** start of Source material **
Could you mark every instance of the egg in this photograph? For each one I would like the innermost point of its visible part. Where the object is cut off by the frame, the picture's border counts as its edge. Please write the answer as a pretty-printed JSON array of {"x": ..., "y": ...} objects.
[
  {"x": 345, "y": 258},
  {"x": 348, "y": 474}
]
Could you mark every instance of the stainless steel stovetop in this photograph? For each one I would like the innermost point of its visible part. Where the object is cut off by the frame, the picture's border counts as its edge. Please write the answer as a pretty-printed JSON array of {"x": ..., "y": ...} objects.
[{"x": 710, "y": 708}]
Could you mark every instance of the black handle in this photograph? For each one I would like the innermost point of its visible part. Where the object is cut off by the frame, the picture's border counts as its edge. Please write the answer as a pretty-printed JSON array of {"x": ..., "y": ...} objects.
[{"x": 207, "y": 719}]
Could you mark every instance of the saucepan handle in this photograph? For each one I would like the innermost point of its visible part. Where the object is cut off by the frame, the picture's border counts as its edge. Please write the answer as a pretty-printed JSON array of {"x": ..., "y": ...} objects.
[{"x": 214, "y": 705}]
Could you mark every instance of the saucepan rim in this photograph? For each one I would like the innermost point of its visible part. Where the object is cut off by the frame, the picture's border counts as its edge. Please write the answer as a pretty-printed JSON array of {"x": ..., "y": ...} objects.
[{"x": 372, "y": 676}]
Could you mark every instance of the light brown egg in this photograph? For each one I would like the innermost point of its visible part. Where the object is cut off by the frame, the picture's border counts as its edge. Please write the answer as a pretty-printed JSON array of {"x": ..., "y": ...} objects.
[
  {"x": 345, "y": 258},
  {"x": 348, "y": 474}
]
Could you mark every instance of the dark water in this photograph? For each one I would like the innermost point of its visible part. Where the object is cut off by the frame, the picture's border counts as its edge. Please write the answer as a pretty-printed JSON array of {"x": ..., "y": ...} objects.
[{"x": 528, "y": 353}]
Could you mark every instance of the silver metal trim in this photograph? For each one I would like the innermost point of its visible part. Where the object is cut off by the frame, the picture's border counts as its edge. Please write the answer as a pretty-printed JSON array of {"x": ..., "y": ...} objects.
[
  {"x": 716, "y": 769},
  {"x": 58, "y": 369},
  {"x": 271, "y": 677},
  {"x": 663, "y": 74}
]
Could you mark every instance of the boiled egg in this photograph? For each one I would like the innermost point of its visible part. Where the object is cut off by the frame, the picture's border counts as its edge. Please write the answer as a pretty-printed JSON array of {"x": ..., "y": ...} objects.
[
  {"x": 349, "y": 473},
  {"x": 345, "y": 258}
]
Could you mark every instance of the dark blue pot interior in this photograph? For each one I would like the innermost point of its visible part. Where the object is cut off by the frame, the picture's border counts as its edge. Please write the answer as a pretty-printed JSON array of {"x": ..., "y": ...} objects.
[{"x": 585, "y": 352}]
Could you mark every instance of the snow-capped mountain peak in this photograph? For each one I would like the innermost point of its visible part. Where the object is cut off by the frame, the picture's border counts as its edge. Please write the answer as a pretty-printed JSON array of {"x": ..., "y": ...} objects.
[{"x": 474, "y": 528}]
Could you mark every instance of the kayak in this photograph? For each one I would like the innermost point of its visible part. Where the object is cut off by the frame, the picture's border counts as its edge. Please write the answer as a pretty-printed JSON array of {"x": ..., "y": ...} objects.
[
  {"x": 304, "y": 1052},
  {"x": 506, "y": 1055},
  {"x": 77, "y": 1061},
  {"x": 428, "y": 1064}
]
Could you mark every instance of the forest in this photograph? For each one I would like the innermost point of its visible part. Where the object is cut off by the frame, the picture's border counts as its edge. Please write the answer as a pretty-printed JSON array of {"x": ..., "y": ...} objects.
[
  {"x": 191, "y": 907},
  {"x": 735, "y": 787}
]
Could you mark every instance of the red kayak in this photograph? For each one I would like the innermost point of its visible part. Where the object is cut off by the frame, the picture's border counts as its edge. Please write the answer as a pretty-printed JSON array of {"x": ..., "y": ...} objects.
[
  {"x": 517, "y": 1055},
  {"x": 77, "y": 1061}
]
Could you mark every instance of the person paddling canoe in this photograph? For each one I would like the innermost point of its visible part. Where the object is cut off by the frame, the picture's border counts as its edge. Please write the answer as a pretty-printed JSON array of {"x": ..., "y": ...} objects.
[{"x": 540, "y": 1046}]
** end of Source material **
• Task directions:
Put every line of the rows above into a JSON list of strings, one string per line, leaving out blank lines.

• Full answer:
[
  "Could you mark every instance of the egg in this photograph? For each one I would like the innermost point of its visible part. Where the object is cut off by the frame, the picture's border counts as its edge. Please write the answer as a pretty-printed JSON array of {\"x\": ..., \"y\": ...} objects.",
  "[",
  "  {\"x\": 345, \"y\": 258},",
  "  {\"x\": 348, \"y\": 474}",
  "]",
  "Could you mark every instance of the stainless steel stovetop in this photograph? For each one I would like the innermost point of its visible part. Where the object is cut off by the frame, the picture's border counts as its edge. Please write the answer as a pretty-printed JSON array of {\"x\": ..., \"y\": ...} objects.",
  "[{\"x\": 710, \"y\": 708}]",
  "Could you mark every instance of the black handle in this photograph? For each one I would like the innermost point of its visible part. Where the object is cut off by the frame, the picture's border counts as its edge. Please write the answer as a pretty-printed JSON array of {\"x\": ..., \"y\": ...} objects.",
  "[{\"x\": 207, \"y\": 719}]",
  "Could you mark every instance of the saucepan handle in this photograph? For each one I would like the innermost point of its visible part. Where the object is cut off by the frame, the picture's border counts as its edge. Please write the answer as a pretty-printed JSON array of {\"x\": ..., \"y\": ...} objects.",
  "[{\"x\": 214, \"y\": 705}]",
  "Could you mark every instance of the saucepan rim in this photograph? For each one I would like the innermost point of its visible part. Where the object is cut off by the frame, the picture's border counts as its edge. Please write the answer as a pretty-printed JSON array of {\"x\": ..., \"y\": ...} objects.",
  "[{\"x\": 372, \"y\": 676}]",
  "Could you mark every instance of the light brown egg in this photograph? For each one I would like the innermost point of its visible part. Where the object is cut off by the frame, the picture's border counts as its edge. Please write the answer as a pretty-printed JSON array of {\"x\": ..., \"y\": ...} objects.",
  "[",
  "  {\"x\": 345, \"y\": 258},",
  "  {\"x\": 348, \"y\": 474}",
  "]",
  "Could you mark every instance of the dark water in this photograph? For each one I would like the innermost point of its visible part. Where the object is cut off by the frame, the picture's border counts as its edge. Please write the answer as a pretty-printed JSON array of {\"x\": ..., \"y\": ...} objects.",
  "[{\"x\": 528, \"y\": 353}]",
  "Could you mark every instance of the silver metal trim in this photograph? For each one I would like the innermost point of its visible part. Where the object is cut off by the frame, the picture's border counts as its edge. Please write the answer as a pretty-printed JSON array of {\"x\": ..., \"y\": ...} objects.",
  "[",
  "  {\"x\": 716, \"y\": 769},",
  "  {\"x\": 58, \"y\": 369},",
  "  {\"x\": 271, \"y\": 677},",
  "  {\"x\": 663, \"y\": 74}",
  "]",
  "Could you mark every instance of the boiled egg in this photograph? For each one I would like the innermost point of its visible part. Where the object is cut off by the frame, the picture's border counts as its edge. Please write the answer as a pretty-printed JSON array of {\"x\": ..., \"y\": ...} objects.",
  "[",
  "  {\"x\": 349, \"y\": 473},",
  "  {\"x\": 345, \"y\": 258}",
  "]",
  "Could you mark every instance of the dark blue pot interior in this photograph? For each one I would like the innermost point of its visible part. Where the object is cut off by the frame, the picture's border counts as its edge. Please write the answer as a pretty-printed JSON array of {\"x\": ..., \"y\": ...} objects.",
  "[{\"x\": 585, \"y\": 352}]",
  "Could you mark every instance of the snow-capped mountain peak in this photograph? For each one I would like the innermost point of its visible part. Where the object is cut off by the frame, the picture's border counts as its edge. Please write the answer as a pretty-printed JSON array of {\"x\": ..., \"y\": ...} objects.",
  "[{\"x\": 474, \"y\": 528}]",
  "Could you mark every instance of the kayak in this photograph? For each one I would like the innermost point of its visible part. Where the object is cut off by the frame, the picture's border counts as its edge. Please write the answer as a pretty-printed JSON array of {\"x\": ..., \"y\": ...} objects.",
  "[",
  "  {\"x\": 304, \"y\": 1052},",
  "  {\"x\": 506, \"y\": 1055},",
  "  {\"x\": 77, \"y\": 1061},",
  "  {\"x\": 428, \"y\": 1064}",
  "]",
  "Could you mark every instance of the forest in this photograph? For each one I would like the innermost point of its visible part. Where the object is cut off by the frame, the picture's border counts as its edge. Please write the answer as a pretty-printed JSON array of {\"x\": ..., \"y\": ...} objects.",
  "[",
  "  {\"x\": 191, \"y\": 907},",
  "  {\"x\": 735, \"y\": 787}",
  "]",
  "Could you mark every instance of the red kayak in this photograph? For each one I would like the innermost point of its visible part. Where the object is cut off by the frame, the picture's border counts as its edge. Please write the answer as a pretty-printed JSON array of {\"x\": ..., \"y\": ...} objects.",
  "[",
  "  {\"x\": 517, \"y\": 1055},",
  "  {\"x\": 77, \"y\": 1061}",
  "]",
  "Could you mark every instance of the person paddling canoe in this photograph? For each one I would like the innermost point of its visible part. Where the object is cut off by the frame, the picture's border counts as its edge. Please write the answer as a pretty-printed JSON array of {\"x\": ..., \"y\": ...} objects.",
  "[{\"x\": 540, \"y\": 1046}]"
]